** Your objective **
Each line from the one with "of the reflective" through the last line of the records must be output exactly, both ends included.

#### Given data

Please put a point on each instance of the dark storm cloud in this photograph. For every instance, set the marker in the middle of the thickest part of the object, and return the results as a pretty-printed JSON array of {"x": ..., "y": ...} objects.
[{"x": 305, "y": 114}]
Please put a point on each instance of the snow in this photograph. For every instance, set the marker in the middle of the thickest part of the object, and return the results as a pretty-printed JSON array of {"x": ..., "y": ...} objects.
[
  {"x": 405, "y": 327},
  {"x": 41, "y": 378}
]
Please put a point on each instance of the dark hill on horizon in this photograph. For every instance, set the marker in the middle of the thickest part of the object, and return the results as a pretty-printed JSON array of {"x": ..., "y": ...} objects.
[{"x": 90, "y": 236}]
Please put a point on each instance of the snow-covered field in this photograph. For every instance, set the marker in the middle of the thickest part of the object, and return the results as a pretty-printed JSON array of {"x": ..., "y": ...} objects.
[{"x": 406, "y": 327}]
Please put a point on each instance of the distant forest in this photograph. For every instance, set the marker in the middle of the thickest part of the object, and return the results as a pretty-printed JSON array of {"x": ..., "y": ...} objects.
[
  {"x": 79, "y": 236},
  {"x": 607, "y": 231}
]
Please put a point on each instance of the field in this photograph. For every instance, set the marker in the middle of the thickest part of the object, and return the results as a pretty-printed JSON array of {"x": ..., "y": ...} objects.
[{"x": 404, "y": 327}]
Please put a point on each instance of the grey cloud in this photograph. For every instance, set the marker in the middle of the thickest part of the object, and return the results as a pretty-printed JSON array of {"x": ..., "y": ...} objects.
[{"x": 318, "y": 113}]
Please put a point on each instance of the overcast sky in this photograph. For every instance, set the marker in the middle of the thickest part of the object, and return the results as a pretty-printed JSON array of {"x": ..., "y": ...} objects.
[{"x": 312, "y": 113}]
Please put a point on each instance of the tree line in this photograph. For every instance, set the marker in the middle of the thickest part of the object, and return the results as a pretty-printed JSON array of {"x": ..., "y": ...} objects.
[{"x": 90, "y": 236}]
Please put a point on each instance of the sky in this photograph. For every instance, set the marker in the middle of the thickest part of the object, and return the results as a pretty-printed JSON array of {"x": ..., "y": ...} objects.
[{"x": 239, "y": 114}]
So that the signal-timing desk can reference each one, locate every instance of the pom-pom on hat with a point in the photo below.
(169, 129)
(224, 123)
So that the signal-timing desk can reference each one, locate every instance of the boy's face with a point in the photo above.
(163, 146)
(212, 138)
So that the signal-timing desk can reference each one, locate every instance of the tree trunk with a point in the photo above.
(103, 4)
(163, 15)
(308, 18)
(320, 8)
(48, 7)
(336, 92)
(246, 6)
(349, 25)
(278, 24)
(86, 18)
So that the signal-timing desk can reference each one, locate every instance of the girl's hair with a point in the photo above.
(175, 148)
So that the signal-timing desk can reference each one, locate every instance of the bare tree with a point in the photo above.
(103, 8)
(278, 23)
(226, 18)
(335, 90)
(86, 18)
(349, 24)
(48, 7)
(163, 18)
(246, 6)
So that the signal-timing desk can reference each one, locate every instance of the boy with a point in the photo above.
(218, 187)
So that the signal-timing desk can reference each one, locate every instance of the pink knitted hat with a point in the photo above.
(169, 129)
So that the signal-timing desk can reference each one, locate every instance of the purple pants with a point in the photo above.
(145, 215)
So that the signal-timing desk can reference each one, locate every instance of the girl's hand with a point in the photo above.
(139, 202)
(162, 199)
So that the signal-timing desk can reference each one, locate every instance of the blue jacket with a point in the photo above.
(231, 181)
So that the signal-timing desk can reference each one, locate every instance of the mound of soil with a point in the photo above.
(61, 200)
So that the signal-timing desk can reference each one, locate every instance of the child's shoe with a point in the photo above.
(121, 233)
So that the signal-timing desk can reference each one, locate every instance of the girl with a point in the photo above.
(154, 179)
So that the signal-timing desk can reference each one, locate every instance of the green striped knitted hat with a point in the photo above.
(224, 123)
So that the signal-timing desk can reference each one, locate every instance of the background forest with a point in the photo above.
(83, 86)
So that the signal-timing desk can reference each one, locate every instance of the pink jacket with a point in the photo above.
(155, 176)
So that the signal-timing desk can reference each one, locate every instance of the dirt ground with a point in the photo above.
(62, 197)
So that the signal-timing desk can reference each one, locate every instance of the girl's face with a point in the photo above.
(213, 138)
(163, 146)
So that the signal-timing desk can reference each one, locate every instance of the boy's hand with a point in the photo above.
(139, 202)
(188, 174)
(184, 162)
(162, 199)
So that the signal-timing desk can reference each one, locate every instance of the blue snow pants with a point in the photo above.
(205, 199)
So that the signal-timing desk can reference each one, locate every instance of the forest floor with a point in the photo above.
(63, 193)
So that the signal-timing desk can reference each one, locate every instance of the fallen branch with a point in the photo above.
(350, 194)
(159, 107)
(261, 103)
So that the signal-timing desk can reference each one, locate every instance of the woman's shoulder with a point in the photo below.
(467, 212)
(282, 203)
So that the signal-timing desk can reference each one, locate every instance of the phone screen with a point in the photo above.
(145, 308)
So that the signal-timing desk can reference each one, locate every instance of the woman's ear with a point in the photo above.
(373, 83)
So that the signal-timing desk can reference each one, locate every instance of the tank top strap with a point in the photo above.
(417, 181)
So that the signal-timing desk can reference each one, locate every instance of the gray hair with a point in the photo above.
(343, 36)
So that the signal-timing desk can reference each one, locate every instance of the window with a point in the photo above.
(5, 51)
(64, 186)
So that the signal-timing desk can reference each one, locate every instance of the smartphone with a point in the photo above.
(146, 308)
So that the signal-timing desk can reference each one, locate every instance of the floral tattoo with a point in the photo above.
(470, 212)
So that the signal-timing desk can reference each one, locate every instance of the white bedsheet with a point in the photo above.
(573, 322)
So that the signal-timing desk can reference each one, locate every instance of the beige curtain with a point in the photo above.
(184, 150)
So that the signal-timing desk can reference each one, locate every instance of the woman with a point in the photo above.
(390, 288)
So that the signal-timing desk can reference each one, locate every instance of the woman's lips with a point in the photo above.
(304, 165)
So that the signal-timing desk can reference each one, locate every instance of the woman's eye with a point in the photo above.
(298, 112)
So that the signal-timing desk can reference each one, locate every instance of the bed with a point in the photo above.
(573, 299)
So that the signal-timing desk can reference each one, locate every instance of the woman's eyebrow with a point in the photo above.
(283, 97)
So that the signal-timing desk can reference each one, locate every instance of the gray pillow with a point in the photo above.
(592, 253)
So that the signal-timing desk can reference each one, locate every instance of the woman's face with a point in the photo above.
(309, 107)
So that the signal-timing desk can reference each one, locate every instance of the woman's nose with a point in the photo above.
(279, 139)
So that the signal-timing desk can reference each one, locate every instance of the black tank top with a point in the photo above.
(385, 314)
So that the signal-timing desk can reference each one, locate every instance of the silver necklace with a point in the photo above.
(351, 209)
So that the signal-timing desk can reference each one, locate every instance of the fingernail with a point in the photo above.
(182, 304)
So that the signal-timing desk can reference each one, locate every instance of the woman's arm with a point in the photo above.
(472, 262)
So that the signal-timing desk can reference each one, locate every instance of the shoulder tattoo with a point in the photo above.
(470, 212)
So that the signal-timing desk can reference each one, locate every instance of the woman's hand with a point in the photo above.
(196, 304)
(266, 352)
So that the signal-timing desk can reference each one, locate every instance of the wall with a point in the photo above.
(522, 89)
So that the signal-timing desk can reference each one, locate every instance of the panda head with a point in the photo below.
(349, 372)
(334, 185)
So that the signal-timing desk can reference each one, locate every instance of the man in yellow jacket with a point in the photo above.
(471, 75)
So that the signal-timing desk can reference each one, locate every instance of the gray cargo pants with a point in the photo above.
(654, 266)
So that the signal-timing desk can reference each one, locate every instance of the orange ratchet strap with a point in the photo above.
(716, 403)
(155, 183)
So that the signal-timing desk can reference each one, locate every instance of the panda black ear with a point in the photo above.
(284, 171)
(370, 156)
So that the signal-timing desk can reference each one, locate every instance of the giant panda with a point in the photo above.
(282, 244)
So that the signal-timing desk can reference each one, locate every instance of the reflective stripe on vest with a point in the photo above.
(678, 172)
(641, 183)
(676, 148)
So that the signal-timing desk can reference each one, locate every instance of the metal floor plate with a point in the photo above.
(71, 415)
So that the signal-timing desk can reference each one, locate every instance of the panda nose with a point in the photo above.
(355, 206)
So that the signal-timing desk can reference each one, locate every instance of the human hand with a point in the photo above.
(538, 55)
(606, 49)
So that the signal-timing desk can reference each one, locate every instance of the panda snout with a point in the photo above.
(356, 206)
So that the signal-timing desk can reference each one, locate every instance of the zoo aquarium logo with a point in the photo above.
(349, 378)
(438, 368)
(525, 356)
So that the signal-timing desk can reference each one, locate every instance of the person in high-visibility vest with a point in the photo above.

########

** Solution to the exercise **
So that the signal-timing desk can reference each one, locate every instance of the reflective stripe on vest with a point in the photo above.
(678, 172)
(641, 183)
(676, 148)
So that the signal-timing desk can reference each one, locate every instance of the metal floor plate with a point in the photo above.
(71, 415)
So that the signal-timing desk can reference each one, locate every instance of the panda nose with a point in the photo above.
(355, 206)
So that the signal-timing desk can reference each one, locate every instance of the human hand with a point in the photo above.
(538, 55)
(606, 49)
So that the signal-timing desk can reference each one, locate every instance of the panda snout with a point in the photo above.
(356, 206)
So that the signal-timing desk can reference each one, locate every instance of the zoo aquarium logo with a point in the photo above.
(349, 378)
(438, 368)
(525, 356)
So that the signal-timing desk can reference each one, locate every instance of the person in high-visibility vest with a point in the photo above.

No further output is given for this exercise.